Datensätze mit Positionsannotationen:
++++++++
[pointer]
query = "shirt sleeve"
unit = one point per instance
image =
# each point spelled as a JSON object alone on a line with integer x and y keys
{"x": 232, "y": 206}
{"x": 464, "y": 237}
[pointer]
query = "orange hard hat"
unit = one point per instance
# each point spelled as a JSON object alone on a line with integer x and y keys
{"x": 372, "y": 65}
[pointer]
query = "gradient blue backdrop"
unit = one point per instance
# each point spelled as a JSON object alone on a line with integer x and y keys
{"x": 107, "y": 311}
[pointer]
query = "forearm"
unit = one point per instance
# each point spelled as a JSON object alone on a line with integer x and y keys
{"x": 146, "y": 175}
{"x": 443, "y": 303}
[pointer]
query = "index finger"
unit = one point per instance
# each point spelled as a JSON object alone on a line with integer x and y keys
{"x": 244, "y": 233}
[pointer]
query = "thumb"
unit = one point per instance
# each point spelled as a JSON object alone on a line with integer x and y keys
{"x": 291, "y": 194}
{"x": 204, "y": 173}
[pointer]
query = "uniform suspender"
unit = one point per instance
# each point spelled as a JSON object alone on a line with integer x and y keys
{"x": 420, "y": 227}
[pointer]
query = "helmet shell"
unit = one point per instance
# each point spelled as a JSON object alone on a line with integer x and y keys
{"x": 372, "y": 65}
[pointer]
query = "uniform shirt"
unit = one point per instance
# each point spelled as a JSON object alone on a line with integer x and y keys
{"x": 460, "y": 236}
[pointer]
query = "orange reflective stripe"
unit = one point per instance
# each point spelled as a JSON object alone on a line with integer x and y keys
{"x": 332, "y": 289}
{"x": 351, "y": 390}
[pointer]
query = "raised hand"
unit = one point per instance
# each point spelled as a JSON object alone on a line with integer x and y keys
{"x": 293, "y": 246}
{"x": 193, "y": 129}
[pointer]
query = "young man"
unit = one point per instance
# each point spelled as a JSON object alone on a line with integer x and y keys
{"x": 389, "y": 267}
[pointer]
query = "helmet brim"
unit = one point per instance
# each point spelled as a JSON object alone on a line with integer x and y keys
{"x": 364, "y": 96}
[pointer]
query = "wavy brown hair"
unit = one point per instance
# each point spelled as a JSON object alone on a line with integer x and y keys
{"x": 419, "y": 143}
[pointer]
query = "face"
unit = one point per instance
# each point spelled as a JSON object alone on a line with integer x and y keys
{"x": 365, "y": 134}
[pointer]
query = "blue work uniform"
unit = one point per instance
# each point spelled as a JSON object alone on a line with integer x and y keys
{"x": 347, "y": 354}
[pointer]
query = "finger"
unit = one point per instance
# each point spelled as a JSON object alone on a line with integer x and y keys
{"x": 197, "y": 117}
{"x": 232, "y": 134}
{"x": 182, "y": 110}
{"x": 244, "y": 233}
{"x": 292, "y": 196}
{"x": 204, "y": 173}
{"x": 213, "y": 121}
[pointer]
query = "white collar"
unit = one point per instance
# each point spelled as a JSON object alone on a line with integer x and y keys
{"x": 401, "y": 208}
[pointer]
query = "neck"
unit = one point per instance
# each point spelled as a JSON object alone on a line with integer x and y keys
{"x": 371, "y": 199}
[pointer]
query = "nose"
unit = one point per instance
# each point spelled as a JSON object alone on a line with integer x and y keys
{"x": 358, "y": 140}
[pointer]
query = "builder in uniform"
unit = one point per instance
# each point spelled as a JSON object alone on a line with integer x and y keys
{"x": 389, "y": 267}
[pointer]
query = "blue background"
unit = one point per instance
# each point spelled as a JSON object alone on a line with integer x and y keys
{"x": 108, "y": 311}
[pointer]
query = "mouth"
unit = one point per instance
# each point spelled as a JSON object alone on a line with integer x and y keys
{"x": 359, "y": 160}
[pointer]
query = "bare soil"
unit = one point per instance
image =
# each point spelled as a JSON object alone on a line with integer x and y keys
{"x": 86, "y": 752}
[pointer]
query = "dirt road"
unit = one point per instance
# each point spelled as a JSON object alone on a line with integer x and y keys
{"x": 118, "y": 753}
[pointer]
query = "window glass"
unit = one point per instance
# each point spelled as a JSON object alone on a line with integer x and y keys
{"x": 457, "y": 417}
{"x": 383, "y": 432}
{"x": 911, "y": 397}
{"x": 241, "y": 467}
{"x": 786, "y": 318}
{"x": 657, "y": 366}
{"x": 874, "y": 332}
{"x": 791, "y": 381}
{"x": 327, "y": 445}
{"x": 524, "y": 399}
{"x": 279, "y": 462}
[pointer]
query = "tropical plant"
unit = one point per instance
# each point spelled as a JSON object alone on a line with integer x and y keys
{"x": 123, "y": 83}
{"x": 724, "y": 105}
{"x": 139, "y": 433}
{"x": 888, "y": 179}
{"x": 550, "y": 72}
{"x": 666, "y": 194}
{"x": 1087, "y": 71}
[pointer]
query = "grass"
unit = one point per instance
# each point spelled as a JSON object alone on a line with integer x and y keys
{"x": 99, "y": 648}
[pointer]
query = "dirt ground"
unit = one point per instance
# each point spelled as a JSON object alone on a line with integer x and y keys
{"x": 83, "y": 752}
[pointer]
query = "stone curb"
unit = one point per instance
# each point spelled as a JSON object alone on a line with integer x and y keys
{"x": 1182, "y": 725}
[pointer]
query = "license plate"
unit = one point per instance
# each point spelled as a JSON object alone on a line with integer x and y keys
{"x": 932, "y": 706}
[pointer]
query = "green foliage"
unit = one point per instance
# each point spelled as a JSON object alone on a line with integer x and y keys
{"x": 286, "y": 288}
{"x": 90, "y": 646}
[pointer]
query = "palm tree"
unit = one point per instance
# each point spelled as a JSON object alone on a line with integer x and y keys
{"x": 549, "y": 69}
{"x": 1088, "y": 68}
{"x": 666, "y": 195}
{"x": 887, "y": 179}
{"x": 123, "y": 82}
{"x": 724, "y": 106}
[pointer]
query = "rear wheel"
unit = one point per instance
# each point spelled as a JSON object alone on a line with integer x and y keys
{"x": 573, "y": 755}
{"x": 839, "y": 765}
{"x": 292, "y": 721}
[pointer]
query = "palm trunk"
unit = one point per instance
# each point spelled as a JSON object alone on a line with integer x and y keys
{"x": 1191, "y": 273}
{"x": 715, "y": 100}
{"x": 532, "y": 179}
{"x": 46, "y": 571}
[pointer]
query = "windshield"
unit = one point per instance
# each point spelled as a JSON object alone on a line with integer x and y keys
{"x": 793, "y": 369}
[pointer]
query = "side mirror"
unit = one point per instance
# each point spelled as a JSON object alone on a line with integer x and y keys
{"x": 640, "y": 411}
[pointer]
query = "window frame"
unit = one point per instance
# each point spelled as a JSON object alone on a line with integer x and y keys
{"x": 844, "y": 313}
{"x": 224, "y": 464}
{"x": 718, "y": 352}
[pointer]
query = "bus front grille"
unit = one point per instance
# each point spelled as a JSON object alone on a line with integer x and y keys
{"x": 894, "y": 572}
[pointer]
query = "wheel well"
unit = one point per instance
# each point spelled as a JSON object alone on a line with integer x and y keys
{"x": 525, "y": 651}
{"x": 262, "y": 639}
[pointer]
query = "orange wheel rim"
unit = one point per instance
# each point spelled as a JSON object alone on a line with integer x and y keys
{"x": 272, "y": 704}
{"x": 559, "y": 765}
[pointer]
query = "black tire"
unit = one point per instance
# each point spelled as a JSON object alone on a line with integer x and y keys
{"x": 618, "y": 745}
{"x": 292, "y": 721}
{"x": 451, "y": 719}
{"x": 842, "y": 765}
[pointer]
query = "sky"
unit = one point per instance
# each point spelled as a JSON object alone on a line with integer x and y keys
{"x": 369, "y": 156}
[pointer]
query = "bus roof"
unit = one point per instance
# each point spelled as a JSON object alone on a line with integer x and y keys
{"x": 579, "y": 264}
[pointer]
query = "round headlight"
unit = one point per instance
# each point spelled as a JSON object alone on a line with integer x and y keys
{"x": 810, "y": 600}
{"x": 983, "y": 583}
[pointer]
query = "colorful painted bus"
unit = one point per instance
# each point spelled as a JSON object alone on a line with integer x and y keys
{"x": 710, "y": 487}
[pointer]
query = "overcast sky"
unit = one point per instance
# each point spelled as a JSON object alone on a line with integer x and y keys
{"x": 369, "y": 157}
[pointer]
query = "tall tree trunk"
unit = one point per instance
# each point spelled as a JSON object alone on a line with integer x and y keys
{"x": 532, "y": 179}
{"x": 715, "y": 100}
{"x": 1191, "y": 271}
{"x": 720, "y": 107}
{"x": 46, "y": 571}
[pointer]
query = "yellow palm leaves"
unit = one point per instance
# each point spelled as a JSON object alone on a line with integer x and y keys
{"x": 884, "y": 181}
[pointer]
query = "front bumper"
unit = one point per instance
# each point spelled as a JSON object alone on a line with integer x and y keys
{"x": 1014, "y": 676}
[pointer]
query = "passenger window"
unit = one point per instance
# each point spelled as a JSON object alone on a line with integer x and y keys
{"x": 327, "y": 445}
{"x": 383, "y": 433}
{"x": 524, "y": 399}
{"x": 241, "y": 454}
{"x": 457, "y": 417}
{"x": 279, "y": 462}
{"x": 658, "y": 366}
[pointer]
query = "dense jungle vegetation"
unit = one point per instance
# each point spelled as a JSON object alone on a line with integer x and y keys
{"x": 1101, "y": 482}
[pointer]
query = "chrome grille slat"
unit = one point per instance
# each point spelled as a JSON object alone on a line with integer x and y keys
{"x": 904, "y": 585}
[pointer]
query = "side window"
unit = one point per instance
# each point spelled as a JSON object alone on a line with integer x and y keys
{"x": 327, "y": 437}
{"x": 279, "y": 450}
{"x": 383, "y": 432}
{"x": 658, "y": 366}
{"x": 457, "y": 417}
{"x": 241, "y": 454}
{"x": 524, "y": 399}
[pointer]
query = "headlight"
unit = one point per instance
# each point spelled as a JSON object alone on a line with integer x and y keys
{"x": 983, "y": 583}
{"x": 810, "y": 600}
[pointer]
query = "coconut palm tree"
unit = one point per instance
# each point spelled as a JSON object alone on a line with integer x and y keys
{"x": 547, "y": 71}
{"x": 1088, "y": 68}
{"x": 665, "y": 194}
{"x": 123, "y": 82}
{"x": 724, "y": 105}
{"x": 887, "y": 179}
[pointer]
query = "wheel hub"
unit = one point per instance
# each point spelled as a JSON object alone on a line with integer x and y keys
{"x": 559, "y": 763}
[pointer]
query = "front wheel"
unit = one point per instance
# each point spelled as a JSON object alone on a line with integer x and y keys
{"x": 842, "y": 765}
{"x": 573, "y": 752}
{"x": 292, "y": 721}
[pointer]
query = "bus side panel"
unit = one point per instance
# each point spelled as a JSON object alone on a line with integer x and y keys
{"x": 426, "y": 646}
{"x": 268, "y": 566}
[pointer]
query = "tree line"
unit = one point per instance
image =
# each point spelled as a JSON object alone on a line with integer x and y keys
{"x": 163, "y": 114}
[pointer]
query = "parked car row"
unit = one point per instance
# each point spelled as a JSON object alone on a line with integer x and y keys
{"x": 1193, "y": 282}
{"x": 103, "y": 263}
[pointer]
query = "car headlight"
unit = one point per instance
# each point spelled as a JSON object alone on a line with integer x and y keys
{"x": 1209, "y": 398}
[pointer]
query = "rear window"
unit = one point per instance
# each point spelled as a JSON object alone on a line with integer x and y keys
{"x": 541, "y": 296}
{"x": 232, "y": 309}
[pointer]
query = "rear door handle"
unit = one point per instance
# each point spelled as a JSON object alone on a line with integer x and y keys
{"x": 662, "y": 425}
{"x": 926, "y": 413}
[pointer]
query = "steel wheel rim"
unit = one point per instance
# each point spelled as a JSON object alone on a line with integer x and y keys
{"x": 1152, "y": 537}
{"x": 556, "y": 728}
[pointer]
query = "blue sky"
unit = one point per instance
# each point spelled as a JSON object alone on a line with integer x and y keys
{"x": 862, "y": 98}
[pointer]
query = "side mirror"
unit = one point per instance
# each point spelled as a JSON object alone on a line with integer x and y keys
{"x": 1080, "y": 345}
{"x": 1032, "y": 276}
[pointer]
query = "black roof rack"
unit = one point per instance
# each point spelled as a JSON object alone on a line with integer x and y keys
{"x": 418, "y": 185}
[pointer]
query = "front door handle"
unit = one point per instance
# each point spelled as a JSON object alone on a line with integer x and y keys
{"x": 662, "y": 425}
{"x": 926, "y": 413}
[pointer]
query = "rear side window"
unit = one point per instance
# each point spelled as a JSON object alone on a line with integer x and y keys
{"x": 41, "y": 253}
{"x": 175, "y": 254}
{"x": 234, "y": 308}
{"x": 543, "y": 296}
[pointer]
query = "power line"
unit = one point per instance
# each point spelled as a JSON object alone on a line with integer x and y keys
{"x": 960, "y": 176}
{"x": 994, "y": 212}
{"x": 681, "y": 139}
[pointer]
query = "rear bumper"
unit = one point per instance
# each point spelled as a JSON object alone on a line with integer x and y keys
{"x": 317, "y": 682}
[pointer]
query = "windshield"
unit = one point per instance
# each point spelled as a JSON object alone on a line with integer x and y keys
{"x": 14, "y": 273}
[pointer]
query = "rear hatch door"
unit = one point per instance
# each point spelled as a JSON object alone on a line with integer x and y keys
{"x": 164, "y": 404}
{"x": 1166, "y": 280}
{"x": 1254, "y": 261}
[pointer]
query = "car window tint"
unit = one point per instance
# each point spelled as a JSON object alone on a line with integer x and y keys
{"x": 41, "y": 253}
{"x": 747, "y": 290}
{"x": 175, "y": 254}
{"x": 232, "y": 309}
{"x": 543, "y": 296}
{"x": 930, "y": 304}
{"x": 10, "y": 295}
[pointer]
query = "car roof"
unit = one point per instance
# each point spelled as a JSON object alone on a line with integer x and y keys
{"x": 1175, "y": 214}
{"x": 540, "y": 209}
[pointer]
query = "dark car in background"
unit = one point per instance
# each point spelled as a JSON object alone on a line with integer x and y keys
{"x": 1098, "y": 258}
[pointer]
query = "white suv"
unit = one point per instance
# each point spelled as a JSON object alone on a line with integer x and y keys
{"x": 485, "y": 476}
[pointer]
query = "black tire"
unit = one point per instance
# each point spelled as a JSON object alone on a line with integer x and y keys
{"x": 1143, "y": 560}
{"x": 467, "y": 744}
++++++++
> _Aufgabe_
Extrahieren Sie aus dem Material sämtliche Zeilen, in denen das Wort „uniform“ vorkommt.

> _Lösung_
query = "uniform suspender"
query = "uniform shirt"
query = "blue work uniform"
query = "builder in uniform"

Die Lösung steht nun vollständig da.